[Coordinate annotation records]
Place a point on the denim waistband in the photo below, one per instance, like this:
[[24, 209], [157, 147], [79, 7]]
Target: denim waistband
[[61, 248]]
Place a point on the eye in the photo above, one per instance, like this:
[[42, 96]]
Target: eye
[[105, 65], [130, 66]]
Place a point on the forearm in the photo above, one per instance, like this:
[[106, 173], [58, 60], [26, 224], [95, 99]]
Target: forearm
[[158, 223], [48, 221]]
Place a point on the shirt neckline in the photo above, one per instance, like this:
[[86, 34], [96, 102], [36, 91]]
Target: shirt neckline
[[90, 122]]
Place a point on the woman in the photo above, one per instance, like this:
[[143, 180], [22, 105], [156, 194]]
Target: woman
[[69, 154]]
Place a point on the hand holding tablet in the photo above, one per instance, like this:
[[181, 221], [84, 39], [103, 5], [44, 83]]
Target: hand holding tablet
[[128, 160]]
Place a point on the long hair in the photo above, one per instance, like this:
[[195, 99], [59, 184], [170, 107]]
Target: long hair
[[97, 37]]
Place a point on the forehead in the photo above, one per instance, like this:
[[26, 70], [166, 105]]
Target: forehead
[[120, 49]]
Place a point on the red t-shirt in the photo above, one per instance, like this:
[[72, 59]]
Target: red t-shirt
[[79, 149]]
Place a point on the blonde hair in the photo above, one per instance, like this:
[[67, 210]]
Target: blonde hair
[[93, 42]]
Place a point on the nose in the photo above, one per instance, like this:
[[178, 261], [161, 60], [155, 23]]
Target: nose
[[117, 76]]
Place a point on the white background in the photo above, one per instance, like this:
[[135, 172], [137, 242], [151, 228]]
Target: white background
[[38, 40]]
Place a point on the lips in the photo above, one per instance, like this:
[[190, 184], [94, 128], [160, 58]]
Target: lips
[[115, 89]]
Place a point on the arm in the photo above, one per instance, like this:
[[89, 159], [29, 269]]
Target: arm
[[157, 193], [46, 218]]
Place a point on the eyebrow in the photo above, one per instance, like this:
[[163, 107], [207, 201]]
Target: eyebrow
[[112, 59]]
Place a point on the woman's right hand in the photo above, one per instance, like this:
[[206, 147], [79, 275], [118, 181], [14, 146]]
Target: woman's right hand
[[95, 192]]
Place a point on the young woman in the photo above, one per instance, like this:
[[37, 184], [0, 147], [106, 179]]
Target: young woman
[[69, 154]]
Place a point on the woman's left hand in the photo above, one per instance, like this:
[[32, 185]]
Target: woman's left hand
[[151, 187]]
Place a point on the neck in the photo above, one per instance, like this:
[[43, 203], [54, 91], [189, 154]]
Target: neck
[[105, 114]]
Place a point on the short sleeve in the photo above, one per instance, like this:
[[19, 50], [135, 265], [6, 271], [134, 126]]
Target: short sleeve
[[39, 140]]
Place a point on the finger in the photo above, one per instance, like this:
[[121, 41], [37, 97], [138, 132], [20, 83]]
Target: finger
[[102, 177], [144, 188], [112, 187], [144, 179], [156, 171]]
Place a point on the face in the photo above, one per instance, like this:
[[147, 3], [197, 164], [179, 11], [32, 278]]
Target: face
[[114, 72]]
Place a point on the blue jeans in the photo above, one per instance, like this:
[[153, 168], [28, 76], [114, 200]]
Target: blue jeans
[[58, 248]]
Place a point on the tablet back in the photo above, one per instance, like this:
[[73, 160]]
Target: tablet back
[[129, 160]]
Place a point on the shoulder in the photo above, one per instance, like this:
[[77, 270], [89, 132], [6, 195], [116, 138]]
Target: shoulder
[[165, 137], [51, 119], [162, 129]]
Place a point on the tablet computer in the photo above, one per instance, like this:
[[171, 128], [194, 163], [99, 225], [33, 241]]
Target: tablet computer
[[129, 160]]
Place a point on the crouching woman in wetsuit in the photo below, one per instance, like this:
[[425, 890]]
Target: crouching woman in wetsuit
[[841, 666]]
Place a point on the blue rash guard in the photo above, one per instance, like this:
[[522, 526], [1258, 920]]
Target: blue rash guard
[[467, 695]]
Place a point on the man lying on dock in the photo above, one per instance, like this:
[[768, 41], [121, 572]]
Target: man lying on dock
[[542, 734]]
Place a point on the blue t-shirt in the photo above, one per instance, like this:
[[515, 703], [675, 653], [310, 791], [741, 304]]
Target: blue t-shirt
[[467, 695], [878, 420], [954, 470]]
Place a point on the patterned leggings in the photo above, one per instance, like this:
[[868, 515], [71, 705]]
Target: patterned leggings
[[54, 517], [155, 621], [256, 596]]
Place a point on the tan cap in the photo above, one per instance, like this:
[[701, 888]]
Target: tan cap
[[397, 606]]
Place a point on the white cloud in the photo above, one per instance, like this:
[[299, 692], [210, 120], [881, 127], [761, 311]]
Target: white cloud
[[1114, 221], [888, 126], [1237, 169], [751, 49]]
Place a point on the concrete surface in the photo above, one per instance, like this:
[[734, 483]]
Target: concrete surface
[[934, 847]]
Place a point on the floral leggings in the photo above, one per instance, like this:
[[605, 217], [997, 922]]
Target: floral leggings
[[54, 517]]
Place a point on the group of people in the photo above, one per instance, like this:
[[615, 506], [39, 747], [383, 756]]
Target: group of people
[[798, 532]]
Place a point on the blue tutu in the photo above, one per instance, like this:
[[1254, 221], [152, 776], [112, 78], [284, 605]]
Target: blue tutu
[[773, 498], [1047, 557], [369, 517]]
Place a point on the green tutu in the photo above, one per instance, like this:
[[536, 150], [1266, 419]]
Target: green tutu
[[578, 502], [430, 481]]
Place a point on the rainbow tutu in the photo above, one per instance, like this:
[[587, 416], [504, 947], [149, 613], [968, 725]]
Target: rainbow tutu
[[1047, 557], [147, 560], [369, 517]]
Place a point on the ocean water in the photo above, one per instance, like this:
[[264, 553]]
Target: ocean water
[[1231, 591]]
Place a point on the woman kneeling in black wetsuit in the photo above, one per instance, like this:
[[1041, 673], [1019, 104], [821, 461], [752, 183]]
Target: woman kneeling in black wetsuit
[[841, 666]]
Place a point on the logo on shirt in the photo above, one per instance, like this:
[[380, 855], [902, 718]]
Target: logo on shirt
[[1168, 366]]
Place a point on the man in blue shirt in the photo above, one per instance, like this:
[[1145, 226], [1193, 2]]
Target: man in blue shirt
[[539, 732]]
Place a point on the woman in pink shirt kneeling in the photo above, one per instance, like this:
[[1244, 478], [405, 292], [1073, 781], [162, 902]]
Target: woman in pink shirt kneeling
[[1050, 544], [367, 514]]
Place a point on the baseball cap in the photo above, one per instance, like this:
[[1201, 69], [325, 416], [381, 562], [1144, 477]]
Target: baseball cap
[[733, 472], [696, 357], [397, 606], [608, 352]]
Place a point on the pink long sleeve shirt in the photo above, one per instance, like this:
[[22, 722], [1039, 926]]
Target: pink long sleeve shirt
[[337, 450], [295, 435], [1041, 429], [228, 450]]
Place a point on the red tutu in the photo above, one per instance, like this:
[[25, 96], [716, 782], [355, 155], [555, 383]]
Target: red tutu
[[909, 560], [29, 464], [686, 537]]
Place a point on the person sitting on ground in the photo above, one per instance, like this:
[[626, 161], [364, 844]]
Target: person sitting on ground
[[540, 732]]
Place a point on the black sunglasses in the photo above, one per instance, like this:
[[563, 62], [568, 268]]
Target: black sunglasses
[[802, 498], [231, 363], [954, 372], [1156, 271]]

■ **Exercise details**
Retype exactly the lines from the one containing "Place a point on the baseball" through the last line of the records above, including both.

■ **Expected output**
Place a point on the baseball cap in the photo above, one per instance, like this:
[[1201, 69], [325, 416], [381, 562], [1144, 477]]
Target: baseball cap
[[733, 472], [696, 357], [397, 606], [608, 352]]
Place a point on the pink long sleeve shirt in the photo above, one per instance, like this:
[[22, 722], [1039, 926]]
Target: pink long sleeve shirt
[[337, 450], [295, 435], [1041, 429], [228, 450]]
Place a point on the red tutu in the photo above, one per instance, like this:
[[25, 96], [716, 782], [355, 155], [555, 383]]
Target: red tutu
[[909, 560], [29, 464], [686, 537]]
Place a point on the person sitting on ground in the photo above, one per instance, like this:
[[626, 161], [364, 844]]
Target: person sitting on ground
[[540, 732]]
Place a point on the black sunglasses in the photo above, one per instance, like this:
[[563, 62], [568, 268]]
Target: black sunglasses
[[802, 498], [231, 363], [954, 372], [1156, 271]]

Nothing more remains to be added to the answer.